**WHAT TO WORK ON**
Rewrite the data below as a Markdown table with two columns, Row and Line, giving each line its own numbered row and leaving out blank lines.
****************************************
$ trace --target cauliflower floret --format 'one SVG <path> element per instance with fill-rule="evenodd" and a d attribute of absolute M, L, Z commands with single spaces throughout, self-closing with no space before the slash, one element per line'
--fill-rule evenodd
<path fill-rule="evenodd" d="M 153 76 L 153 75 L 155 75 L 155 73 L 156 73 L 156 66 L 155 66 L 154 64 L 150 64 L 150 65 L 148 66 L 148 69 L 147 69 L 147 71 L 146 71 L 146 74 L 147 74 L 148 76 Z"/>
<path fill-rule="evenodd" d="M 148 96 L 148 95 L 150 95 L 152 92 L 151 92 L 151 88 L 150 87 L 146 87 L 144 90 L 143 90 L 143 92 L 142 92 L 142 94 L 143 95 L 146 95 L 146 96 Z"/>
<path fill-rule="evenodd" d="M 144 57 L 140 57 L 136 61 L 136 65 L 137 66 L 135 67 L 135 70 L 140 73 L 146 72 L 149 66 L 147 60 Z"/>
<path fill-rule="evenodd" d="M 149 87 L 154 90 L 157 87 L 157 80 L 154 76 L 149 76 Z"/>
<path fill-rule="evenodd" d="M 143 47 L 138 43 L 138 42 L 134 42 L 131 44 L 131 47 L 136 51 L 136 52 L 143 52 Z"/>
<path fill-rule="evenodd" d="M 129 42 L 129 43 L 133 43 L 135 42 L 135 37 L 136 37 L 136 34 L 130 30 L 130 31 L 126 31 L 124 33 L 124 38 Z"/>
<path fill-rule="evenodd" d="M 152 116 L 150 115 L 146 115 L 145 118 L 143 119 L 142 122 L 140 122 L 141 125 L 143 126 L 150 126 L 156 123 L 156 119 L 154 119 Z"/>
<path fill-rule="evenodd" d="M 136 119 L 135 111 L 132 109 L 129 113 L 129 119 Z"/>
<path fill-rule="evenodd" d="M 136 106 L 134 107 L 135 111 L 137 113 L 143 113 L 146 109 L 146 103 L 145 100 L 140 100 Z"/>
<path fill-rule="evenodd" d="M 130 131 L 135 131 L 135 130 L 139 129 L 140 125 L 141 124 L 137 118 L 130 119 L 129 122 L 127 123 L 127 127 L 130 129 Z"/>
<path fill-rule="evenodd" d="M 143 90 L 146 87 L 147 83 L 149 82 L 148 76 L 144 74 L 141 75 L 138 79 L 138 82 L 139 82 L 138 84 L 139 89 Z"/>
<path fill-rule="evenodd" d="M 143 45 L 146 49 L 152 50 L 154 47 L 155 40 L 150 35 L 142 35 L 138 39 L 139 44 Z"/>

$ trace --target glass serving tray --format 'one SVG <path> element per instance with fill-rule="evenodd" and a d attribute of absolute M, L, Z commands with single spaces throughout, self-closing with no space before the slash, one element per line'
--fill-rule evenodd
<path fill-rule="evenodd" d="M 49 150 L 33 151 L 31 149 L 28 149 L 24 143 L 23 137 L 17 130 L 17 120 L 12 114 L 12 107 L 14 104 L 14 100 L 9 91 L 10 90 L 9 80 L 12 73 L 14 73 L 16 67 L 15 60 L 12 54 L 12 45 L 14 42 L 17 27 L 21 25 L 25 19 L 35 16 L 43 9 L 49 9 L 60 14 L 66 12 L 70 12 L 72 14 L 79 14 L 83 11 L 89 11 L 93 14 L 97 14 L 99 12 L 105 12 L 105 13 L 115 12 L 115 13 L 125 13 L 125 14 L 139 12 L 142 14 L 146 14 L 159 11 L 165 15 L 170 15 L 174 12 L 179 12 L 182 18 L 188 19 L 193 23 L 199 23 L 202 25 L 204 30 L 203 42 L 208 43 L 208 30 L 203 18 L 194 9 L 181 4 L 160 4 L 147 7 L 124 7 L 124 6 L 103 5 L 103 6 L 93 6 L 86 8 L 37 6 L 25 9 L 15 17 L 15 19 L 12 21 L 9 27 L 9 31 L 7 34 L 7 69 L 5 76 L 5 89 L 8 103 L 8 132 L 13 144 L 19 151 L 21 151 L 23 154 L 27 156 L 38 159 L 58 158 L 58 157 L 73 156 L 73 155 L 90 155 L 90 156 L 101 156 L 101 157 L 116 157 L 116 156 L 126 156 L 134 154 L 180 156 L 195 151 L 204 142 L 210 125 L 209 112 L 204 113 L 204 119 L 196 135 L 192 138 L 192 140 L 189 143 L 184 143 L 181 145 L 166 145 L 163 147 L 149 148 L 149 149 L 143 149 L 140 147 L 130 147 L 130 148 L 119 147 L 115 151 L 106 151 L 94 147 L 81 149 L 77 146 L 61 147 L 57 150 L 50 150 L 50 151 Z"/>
****************************************
**THE COMPLETED TASK**
| Row | Line |
|---|---|
| 1 | $ trace --target cauliflower floret --format 'one SVG <path> element per instance with fill-rule="evenodd" and a d attribute of absolute M, L, Z commands with single spaces throughout, self-closing with no space before the slash, one element per line' |
| 2 | --fill-rule evenodd |
| 3 | <path fill-rule="evenodd" d="M 153 76 L 153 75 L 155 75 L 155 73 L 156 73 L 156 66 L 155 66 L 154 64 L 150 64 L 150 65 L 148 66 L 148 69 L 147 69 L 147 71 L 146 71 L 146 74 L 147 74 L 148 76 Z"/> |
| 4 | <path fill-rule="evenodd" d="M 148 96 L 148 95 L 150 95 L 152 92 L 151 92 L 151 88 L 150 87 L 146 87 L 144 90 L 143 90 L 143 92 L 142 92 L 142 94 L 143 95 L 146 95 L 146 96 Z"/> |
| 5 | <path fill-rule="evenodd" d="M 144 57 L 140 57 L 136 61 L 136 65 L 137 66 L 135 67 L 135 70 L 140 73 L 146 72 L 149 66 L 147 60 Z"/> |
| 6 | <path fill-rule="evenodd" d="M 149 87 L 154 90 L 157 87 L 157 80 L 154 76 L 149 76 Z"/> |
| 7 | <path fill-rule="evenodd" d="M 143 47 L 138 43 L 138 42 L 134 42 L 131 44 L 131 47 L 136 51 L 136 52 L 143 52 Z"/> |
| 8 | <path fill-rule="evenodd" d="M 129 42 L 129 43 L 133 43 L 135 42 L 135 37 L 136 37 L 136 34 L 130 30 L 130 31 L 126 31 L 124 33 L 124 38 Z"/> |
| 9 | <path fill-rule="evenodd" d="M 152 116 L 150 115 L 146 115 L 145 118 L 143 119 L 142 122 L 140 122 L 141 125 L 143 126 L 150 126 L 156 123 L 156 119 L 154 119 Z"/> |
| 10 | <path fill-rule="evenodd" d="M 136 119 L 135 111 L 132 109 L 129 113 L 129 119 Z"/> |
| 11 | <path fill-rule="evenodd" d="M 136 106 L 134 107 L 135 111 L 137 113 L 143 113 L 146 109 L 146 103 L 145 100 L 140 100 Z"/> |
| 12 | <path fill-rule="evenodd" d="M 130 131 L 135 131 L 135 130 L 139 129 L 140 125 L 141 124 L 137 118 L 130 119 L 129 122 L 127 123 L 127 127 L 130 129 Z"/> |
| 13 | <path fill-rule="evenodd" d="M 143 90 L 146 87 L 147 83 L 149 82 L 148 76 L 144 74 L 141 75 L 138 79 L 138 82 L 139 82 L 138 84 L 139 89 Z"/> |
| 14 | <path fill-rule="evenodd" d="M 143 45 L 146 49 L 152 50 L 154 47 L 155 40 L 150 35 L 142 35 L 138 39 L 139 44 Z"/> |
| 15 | $ trace --target glass serving tray --format 'one SVG <path> element per instance with fill-rule="evenodd" and a d attribute of absolute M, L, Z commands with single spaces throughout, self-closing with no space before the slash, one element per line' |
| 16 | --fill-rule evenodd |
| 17 | <path fill-rule="evenodd" d="M 49 150 L 33 151 L 31 149 L 28 149 L 24 143 L 23 137 L 17 130 L 17 120 L 12 114 L 12 107 L 14 104 L 14 100 L 9 91 L 10 90 L 9 80 L 12 73 L 14 73 L 16 67 L 15 60 L 12 54 L 12 45 L 14 42 L 17 27 L 21 25 L 25 19 L 35 16 L 43 9 L 49 9 L 60 14 L 66 12 L 70 12 L 72 14 L 79 14 L 83 11 L 89 11 L 93 14 L 97 14 L 99 12 L 105 12 L 105 13 L 115 12 L 115 13 L 125 13 L 125 14 L 139 12 L 142 14 L 146 14 L 159 11 L 165 15 L 170 15 L 174 12 L 179 12 L 182 18 L 188 19 L 193 23 L 199 23 L 202 25 L 204 30 L 203 42 L 208 43 L 208 30 L 203 18 L 194 9 L 181 4 L 160 4 L 147 7 L 124 7 L 124 6 L 103 5 L 103 6 L 93 6 L 86 8 L 37 6 L 25 9 L 15 17 L 15 19 L 12 21 L 9 27 L 9 31 L 7 34 L 7 69 L 5 76 L 5 89 L 8 103 L 8 132 L 13 144 L 19 151 L 21 151 L 23 154 L 27 156 L 38 159 L 58 158 L 58 157 L 73 156 L 73 155 L 90 155 L 90 156 L 101 156 L 101 157 L 116 157 L 116 156 L 126 156 L 134 154 L 180 156 L 195 151 L 204 142 L 210 125 L 209 112 L 204 113 L 204 119 L 196 135 L 192 138 L 192 140 L 189 143 L 184 143 L 181 145 L 166 145 L 163 147 L 149 148 L 149 149 L 143 149 L 140 147 L 130 147 L 130 148 L 119 147 L 115 151 L 106 151 L 94 147 L 81 149 L 77 146 L 61 147 L 57 150 L 50 150 L 50 151 Z"/> |